* PROVIDED PASSAGE:
One of the highest ethical standards in socially responsible journalism is to not report race, ethnicity, nationality, religion or sexual orientation of anyone unless it is known to be directly relevant. A lot of the reportage on what happened in Dundalk didn’t seem to consider this and approached the incident as it would any breaking news story.
The headlining of only one line of inquiry, coupled with the unnecessary identification of the arrested man’s nationality has resulted in a toxic discourse about migration, border security, and racism. The news media published what information they had at the time, but this does not make it socially responsible. Some people make leaps to judgement, some seek to exploit for their own gain, others just want to troll. Socially responsible journalism is sensitive to this.
Here’s a shorthand for what happened:
- It was reported a murder and injury of two others by a man from the middle east – on social media fear spreads that there is an ISIS terror cell has infiltrated Ireland.
- It was reported that the attacker was Syrian – on social media, there were calls for a block on Syrian refugees.
- It was reported he was Egyptian who was denied asylum – social media said same difference and close the borders either way.
- It was headlined terrorism as a line of inquiry – social media debated jihad in Ireland.
All this brewed a social media storm as people latched onto different issues. More than 10k tweets in 12 hours from all around the globe. Nationally and internationally some focused on issues of border controls causing arguments about protectionism. Racists capitalised on the reports stoked the flames, using it to justify hate to their own communities and to encourage more of it in ours.
And then came the trolls.
Abuse and aggressive defences flew. Conservatives blamed liberals, liberal blamed conservatives. Left and right at odds again and no one any the wiser for it. It was not a productive conversation.

(Entries contained in a dataset)

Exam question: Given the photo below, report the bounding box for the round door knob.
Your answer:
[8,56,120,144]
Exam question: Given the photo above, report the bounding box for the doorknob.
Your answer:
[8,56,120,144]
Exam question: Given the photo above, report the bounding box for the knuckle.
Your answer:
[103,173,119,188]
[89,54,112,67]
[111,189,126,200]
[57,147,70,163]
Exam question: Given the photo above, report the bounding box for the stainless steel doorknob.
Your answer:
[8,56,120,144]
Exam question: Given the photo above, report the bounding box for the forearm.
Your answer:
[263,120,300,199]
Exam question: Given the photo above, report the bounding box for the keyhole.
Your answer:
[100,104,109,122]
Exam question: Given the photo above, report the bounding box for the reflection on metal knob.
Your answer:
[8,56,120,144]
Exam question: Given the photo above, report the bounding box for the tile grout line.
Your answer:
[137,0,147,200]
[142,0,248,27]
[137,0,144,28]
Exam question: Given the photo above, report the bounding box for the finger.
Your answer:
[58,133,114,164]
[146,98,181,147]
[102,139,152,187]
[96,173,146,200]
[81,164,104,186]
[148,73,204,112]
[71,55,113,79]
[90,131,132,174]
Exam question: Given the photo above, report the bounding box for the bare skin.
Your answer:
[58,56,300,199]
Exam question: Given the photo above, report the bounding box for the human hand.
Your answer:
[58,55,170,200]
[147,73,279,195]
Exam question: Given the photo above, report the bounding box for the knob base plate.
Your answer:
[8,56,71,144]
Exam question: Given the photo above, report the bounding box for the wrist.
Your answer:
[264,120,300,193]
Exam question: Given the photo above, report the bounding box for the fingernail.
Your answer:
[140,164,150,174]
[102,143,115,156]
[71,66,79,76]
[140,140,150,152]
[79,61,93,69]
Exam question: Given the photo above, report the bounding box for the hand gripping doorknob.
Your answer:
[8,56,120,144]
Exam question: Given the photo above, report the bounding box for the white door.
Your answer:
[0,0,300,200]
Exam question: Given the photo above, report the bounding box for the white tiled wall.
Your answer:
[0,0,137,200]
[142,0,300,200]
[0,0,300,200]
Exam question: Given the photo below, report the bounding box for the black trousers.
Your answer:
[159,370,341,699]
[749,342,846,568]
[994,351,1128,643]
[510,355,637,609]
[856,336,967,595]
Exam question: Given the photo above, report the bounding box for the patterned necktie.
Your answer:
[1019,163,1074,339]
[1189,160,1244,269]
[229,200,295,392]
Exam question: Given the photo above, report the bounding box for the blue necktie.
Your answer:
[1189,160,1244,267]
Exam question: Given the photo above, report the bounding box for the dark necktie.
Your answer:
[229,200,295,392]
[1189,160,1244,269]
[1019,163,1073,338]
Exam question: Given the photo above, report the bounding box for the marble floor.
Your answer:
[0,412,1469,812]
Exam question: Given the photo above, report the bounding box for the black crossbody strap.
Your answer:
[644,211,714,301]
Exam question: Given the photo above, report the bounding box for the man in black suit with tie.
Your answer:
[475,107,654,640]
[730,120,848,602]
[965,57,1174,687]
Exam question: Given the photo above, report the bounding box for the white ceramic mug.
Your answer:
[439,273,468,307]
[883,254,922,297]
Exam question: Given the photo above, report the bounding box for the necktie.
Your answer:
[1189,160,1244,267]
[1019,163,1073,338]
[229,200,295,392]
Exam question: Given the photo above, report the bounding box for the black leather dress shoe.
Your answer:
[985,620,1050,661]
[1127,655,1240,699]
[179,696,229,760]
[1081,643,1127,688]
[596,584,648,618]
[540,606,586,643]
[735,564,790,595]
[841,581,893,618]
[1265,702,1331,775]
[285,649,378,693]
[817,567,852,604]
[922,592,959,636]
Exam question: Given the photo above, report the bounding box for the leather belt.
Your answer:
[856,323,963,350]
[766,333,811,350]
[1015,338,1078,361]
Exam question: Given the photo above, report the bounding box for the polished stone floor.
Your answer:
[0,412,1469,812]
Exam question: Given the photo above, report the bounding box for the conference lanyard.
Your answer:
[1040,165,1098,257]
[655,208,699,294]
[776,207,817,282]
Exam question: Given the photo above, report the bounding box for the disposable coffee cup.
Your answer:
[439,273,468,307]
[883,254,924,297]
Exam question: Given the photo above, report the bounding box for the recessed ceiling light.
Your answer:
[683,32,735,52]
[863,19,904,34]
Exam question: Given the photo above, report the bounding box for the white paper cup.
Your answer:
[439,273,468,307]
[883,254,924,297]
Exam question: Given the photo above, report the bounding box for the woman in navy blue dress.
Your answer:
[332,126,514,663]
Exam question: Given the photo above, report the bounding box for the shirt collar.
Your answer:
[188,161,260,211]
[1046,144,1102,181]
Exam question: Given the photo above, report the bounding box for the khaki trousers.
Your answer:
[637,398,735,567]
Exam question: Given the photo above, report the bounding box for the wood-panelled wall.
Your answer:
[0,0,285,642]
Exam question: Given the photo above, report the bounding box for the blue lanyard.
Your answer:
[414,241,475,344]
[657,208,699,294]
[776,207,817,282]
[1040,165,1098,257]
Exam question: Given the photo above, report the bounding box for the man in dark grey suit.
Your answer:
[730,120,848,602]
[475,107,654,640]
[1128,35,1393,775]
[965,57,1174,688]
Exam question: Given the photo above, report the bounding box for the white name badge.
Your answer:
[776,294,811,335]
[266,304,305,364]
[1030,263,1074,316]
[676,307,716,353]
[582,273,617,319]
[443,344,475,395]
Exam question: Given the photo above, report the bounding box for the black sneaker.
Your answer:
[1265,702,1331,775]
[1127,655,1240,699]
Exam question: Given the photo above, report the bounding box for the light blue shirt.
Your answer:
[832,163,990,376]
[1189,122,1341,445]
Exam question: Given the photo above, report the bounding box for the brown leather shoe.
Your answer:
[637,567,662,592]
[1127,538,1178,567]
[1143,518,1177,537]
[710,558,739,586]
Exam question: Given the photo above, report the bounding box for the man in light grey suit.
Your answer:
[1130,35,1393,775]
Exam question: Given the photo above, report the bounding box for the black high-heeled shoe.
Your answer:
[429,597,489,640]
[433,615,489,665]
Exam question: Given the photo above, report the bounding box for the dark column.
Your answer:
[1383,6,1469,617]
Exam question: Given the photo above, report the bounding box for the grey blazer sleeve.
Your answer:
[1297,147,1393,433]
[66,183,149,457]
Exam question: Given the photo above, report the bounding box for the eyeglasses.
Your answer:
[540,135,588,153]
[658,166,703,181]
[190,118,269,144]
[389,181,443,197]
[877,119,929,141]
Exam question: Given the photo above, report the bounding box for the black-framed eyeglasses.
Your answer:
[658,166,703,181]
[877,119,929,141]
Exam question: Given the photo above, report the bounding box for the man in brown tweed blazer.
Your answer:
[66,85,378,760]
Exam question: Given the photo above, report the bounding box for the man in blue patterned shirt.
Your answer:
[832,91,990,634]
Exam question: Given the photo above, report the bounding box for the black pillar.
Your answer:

* PROBLEM: According to the passage on the Dundalk coverage, how many tweets were posted in 12 hours? These entries come from a separate source.

* OUTPUT OF THE EXERCISE: More than 10k tweets were posted in 12 hours, from all around the globe.